OBJECTIVE >> Using the entries below, quote exactly the span of lines that begins with the line containing "locate light blue" and ends with the final line.

Data extracted from a collection >>

────────────────────

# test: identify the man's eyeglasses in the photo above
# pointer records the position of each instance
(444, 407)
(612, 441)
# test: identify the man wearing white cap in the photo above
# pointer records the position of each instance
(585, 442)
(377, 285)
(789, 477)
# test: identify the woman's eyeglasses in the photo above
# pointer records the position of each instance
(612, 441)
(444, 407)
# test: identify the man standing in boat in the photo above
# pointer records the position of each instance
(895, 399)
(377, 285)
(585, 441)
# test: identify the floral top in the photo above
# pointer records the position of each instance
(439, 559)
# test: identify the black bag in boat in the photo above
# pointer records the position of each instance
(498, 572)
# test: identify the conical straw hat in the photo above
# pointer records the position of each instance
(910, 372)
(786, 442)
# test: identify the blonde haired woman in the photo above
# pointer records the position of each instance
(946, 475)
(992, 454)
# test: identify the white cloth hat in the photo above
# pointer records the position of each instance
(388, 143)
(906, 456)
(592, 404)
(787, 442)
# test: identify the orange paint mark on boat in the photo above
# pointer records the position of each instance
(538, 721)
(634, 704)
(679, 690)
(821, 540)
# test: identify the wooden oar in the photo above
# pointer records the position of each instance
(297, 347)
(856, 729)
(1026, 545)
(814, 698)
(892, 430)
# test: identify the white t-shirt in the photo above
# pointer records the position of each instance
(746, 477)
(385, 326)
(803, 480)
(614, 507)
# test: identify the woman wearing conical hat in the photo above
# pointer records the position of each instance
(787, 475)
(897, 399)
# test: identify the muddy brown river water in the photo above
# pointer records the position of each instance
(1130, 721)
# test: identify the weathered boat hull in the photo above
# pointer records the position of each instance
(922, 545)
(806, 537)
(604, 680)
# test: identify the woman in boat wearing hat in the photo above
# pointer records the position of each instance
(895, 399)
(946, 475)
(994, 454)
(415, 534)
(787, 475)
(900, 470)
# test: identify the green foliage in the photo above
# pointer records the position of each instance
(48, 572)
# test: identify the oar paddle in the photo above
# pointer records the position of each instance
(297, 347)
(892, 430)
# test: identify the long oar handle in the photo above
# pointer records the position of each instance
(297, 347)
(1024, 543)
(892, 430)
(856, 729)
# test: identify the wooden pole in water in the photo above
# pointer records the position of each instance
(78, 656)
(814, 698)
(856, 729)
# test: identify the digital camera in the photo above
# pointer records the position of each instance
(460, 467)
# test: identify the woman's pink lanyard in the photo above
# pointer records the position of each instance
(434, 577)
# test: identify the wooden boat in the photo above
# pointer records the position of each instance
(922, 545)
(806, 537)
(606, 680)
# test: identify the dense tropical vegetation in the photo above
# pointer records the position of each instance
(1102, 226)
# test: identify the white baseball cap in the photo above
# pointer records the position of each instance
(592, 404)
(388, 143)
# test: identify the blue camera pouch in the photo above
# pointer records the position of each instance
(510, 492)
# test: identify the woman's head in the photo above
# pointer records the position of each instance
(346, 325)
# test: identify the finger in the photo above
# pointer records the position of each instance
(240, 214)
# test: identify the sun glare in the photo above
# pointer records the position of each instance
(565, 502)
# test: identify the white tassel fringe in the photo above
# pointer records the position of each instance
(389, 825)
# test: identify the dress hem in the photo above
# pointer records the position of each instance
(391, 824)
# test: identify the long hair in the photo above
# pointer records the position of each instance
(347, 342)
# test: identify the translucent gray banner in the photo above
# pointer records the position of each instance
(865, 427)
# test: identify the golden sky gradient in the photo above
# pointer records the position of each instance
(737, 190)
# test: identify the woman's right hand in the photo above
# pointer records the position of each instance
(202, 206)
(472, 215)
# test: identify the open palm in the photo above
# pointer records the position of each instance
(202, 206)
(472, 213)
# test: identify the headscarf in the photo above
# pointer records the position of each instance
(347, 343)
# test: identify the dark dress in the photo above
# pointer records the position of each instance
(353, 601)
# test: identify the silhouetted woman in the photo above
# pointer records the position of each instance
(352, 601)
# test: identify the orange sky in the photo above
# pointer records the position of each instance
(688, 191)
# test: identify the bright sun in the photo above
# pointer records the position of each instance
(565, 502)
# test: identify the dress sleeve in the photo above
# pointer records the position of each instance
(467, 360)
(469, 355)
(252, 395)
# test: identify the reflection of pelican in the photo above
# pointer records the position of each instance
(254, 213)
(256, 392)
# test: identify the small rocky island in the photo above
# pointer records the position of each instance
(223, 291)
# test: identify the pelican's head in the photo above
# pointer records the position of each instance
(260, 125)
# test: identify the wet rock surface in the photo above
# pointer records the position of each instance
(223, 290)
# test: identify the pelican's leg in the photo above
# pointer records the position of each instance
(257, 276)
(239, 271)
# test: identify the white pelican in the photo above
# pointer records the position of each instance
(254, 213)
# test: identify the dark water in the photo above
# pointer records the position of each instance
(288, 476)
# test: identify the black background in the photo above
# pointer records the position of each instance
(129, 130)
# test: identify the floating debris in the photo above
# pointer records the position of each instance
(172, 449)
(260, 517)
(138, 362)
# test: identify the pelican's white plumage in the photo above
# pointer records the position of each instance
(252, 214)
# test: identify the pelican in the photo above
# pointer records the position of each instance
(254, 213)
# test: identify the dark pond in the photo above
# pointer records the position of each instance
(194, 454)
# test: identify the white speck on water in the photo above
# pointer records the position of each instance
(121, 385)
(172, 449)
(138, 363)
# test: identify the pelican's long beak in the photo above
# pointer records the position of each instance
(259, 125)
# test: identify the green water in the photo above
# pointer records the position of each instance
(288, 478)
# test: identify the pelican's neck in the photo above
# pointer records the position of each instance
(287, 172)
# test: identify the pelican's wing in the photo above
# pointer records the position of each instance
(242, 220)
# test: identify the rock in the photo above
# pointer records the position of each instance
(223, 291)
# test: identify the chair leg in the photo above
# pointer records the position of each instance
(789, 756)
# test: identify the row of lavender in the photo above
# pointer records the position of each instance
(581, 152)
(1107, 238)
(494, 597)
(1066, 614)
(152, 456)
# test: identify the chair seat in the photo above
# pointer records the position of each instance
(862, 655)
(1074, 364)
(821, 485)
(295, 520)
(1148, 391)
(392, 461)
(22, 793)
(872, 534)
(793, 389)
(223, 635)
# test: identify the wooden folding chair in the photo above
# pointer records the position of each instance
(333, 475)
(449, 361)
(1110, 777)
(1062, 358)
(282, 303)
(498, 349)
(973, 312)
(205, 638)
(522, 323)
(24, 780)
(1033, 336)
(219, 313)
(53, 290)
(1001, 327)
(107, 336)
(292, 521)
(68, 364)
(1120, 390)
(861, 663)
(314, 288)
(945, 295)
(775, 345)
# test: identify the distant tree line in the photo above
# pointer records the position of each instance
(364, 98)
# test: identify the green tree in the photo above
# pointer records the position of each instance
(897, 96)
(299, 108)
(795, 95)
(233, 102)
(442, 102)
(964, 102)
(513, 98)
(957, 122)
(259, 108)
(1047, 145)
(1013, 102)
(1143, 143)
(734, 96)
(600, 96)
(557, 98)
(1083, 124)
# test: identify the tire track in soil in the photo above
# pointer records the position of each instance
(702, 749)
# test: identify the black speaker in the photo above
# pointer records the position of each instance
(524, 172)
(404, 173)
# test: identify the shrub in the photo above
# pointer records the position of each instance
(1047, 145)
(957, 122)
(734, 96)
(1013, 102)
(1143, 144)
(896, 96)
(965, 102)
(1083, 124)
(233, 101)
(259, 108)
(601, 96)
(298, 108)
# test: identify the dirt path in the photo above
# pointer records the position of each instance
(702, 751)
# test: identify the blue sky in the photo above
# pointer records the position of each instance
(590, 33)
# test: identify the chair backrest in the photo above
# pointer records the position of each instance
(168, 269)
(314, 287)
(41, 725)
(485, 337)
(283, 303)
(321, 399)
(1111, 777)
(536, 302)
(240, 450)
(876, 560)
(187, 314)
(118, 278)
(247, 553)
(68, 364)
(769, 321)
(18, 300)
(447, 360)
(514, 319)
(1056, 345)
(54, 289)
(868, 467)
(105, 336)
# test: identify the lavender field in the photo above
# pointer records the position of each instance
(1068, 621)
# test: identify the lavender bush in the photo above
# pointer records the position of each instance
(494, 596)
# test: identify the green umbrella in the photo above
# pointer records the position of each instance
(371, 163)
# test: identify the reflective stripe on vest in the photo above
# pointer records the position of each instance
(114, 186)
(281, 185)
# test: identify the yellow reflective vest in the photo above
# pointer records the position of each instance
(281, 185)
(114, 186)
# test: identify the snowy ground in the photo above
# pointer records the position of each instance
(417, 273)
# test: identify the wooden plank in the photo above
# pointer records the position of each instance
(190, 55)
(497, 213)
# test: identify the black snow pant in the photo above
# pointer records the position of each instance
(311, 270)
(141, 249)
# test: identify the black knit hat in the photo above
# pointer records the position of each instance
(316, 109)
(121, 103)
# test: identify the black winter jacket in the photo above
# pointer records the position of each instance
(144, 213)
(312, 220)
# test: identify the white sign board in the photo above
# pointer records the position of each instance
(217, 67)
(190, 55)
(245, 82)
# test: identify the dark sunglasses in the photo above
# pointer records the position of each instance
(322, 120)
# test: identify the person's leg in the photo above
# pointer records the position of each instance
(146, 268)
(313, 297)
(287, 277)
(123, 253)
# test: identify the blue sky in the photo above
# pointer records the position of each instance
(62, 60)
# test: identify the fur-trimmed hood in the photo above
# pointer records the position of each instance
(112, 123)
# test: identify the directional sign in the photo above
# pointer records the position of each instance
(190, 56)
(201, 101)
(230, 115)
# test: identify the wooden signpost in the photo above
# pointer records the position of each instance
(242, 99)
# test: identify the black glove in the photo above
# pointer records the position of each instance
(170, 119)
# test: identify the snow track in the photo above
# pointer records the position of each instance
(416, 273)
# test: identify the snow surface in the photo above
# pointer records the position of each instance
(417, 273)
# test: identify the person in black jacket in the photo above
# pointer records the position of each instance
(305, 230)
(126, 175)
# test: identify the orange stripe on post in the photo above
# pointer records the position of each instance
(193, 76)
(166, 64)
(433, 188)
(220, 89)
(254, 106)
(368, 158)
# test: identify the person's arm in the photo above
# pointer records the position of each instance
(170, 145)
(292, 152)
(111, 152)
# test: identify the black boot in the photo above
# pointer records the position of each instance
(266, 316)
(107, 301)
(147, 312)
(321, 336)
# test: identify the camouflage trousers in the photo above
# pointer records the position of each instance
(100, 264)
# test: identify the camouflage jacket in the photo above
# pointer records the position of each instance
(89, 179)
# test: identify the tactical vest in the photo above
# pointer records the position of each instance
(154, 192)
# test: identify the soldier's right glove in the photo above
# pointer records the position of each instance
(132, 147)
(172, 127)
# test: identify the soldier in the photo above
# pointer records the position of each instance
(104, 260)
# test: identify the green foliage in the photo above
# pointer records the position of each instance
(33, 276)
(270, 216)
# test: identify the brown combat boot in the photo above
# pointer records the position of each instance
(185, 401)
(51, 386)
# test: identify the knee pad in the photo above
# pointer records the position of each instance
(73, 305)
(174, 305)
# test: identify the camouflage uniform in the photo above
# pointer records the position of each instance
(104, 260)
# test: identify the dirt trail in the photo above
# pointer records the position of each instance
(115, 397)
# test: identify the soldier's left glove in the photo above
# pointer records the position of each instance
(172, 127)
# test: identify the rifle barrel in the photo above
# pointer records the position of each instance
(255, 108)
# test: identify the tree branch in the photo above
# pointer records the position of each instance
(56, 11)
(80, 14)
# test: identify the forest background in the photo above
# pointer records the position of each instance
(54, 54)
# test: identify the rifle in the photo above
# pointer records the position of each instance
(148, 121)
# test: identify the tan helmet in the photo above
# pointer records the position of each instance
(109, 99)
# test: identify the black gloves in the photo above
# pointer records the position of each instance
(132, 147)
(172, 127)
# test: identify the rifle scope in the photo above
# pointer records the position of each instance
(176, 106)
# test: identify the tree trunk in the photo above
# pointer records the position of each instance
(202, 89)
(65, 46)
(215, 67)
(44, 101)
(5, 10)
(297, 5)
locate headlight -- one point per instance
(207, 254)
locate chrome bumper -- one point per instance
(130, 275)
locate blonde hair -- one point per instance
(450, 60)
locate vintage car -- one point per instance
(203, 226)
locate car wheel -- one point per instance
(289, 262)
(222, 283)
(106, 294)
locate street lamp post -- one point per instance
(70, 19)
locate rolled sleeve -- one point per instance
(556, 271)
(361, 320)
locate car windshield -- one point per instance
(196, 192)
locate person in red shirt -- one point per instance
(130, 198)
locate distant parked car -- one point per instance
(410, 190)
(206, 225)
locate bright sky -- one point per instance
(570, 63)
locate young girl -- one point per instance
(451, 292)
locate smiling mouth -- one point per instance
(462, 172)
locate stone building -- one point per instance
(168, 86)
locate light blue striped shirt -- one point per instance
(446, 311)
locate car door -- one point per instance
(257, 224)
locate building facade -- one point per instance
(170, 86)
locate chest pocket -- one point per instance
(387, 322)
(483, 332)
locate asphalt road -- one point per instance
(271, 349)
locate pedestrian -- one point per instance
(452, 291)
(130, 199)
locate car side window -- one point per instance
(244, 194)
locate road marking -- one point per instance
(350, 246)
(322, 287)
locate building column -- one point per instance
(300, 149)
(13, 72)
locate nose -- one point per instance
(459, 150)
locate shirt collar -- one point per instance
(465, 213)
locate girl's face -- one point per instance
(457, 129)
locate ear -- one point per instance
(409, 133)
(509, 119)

────────────────────

SOLUTION TO THE PROBLEM >>
locate light blue striped shirt -- one point per instance
(446, 311)
locate car door -- one point per instance
(257, 224)
locate building facade -- one point per instance
(170, 86)
locate chest pocket -- one point per instance
(387, 322)
(483, 332)
locate asphalt road -- one point per instance
(271, 349)
locate pedestrian -- one point per instance
(452, 291)
(130, 199)
locate car side window -- one point per instance
(244, 194)
locate road marking -- one point per instance
(350, 246)
(322, 287)
locate building column -- one point per instance
(300, 149)
(13, 72)
locate nose -- one point per instance
(459, 150)
locate shirt collar -- one point per instance
(465, 213)
locate girl's face -- one point per instance
(457, 129)
locate ear -- one point per instance
(409, 133)
(509, 119)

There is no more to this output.